### [How to complete this task]
If a line in the records below holds the string "kind", count it, and state only the final count.

### [Data to use]
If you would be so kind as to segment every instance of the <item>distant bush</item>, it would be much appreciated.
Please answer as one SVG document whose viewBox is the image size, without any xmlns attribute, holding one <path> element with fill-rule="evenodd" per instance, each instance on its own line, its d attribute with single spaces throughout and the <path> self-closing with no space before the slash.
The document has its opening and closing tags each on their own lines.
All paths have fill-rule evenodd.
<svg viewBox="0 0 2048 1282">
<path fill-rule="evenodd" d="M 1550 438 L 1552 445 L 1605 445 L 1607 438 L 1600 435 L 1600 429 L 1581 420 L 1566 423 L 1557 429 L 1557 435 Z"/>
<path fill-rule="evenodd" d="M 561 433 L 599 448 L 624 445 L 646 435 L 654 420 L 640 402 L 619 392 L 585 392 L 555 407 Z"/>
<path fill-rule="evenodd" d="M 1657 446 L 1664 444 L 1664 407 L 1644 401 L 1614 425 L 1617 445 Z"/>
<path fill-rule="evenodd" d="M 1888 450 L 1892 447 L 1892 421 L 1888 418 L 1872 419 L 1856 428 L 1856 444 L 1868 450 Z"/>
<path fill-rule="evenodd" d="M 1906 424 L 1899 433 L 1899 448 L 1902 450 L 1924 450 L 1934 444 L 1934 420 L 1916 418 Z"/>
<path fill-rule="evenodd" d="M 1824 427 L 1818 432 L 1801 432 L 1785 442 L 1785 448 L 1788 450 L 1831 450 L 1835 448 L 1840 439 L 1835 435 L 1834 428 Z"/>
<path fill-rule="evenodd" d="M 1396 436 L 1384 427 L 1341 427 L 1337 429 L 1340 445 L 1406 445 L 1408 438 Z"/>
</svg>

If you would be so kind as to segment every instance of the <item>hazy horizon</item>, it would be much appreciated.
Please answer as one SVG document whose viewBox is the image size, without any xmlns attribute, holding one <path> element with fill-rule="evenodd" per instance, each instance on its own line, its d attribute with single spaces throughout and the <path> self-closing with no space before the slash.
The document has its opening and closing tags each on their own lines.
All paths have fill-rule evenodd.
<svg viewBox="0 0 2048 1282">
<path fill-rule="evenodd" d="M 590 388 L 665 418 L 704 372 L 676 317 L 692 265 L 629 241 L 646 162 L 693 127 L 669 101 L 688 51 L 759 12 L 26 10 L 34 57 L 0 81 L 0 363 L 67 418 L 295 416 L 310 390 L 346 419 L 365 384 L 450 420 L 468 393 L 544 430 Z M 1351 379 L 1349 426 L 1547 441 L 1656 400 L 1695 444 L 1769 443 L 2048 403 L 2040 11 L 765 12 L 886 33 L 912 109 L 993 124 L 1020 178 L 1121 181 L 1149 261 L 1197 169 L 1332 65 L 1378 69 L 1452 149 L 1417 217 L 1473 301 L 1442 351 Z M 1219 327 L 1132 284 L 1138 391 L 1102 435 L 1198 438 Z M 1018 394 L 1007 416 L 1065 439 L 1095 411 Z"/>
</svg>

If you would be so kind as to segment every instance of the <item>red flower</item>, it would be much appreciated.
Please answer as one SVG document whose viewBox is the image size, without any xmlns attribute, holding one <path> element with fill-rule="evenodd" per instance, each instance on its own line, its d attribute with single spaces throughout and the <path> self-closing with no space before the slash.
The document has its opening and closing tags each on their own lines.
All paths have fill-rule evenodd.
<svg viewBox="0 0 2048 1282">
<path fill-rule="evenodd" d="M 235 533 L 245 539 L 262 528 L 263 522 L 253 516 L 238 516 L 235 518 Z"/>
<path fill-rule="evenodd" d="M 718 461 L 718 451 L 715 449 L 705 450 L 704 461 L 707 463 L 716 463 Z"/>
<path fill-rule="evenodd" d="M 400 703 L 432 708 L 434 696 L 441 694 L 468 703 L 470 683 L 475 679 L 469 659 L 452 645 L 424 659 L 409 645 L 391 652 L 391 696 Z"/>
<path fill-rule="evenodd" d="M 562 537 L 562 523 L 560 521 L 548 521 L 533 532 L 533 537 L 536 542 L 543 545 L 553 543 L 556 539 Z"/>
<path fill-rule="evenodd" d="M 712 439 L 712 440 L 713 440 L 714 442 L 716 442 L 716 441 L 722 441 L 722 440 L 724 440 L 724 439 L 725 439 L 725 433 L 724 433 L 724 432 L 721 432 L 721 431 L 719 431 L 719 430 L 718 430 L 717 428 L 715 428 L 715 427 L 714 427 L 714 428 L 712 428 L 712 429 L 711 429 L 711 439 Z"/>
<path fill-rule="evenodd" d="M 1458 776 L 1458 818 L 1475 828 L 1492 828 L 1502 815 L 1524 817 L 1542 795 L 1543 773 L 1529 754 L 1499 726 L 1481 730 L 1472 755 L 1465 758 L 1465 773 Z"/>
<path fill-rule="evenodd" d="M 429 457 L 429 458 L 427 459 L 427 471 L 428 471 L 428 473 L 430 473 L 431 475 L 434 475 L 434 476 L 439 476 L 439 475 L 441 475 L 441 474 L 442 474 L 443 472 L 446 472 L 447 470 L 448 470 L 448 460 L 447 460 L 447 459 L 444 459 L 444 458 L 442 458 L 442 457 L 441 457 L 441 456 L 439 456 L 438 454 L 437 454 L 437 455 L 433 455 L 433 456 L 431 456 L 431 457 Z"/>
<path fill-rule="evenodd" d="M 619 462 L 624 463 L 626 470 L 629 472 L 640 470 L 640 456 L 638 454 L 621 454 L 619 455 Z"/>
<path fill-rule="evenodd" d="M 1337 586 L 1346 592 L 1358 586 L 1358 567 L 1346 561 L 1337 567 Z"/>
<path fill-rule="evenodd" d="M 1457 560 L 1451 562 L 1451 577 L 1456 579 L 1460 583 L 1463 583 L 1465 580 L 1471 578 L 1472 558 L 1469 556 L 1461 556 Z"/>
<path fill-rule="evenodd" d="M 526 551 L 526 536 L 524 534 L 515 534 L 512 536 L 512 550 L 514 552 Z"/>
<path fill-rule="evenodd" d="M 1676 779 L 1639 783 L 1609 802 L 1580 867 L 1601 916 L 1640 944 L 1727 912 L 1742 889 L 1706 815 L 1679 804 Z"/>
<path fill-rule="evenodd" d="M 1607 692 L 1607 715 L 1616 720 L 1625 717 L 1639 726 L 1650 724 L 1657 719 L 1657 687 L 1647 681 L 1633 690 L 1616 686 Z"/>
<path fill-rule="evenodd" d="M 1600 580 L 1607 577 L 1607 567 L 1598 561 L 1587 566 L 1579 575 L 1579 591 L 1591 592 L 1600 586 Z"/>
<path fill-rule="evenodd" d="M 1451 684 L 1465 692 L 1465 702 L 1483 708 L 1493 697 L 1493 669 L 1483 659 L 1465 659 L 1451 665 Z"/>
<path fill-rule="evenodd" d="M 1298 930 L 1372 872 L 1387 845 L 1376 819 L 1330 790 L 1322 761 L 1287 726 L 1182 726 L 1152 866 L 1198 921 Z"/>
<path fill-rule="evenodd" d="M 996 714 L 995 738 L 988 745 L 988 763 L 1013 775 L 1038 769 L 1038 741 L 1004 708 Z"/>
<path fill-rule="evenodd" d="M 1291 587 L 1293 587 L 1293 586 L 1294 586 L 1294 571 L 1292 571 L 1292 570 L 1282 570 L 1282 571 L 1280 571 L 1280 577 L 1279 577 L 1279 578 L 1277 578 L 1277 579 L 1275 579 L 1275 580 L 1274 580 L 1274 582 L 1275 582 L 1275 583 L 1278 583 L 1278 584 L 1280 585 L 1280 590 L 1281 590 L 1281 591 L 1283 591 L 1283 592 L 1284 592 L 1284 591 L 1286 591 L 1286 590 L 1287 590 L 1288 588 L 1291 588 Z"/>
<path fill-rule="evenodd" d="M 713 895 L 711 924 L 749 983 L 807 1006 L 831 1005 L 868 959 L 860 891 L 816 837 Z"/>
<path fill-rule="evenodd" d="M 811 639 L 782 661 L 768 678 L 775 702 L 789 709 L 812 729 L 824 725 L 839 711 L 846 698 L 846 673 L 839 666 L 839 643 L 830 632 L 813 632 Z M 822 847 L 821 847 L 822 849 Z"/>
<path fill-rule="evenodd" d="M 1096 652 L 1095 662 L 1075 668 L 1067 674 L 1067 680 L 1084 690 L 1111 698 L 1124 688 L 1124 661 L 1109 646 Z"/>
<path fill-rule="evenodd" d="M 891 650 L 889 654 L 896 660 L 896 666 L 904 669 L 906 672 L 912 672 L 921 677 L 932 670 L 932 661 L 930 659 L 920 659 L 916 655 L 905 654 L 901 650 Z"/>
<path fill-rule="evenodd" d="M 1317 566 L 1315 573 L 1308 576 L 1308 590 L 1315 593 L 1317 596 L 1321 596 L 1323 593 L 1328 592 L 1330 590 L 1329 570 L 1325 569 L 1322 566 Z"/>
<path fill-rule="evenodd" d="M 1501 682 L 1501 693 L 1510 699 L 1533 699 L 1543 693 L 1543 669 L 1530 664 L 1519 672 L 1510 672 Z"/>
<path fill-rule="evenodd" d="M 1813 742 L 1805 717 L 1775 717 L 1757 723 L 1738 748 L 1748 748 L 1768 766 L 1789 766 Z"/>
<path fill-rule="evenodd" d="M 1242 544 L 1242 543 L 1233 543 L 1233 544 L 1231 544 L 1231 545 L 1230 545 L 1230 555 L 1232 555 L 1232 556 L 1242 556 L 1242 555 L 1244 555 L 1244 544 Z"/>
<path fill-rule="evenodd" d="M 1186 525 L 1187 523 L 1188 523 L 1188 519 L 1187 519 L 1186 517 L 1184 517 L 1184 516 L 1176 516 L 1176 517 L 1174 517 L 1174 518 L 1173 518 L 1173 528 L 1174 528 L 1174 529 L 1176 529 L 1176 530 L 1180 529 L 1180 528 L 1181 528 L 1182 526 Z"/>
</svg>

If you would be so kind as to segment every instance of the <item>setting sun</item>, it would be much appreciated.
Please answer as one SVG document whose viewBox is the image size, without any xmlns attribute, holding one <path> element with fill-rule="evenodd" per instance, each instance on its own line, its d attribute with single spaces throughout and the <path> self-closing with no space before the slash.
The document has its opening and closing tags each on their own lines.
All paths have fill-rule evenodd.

### [Written solution]
4